===== RECORDS SHOWN

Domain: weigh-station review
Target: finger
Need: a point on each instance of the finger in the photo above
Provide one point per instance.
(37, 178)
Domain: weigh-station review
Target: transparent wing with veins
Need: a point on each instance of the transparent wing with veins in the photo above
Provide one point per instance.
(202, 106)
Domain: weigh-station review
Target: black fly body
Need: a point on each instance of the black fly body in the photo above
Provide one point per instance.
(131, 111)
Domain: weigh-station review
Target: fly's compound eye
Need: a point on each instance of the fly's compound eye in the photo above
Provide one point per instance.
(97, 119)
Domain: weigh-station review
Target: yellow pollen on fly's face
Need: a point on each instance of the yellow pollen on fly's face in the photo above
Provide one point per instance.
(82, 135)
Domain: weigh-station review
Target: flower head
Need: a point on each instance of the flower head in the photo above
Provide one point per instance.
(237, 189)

==========

PROBLEM TO WORK ON: Count the lines above that contain the word "body", with case counting. Give only the number.

FINISHED EXERCISE: 2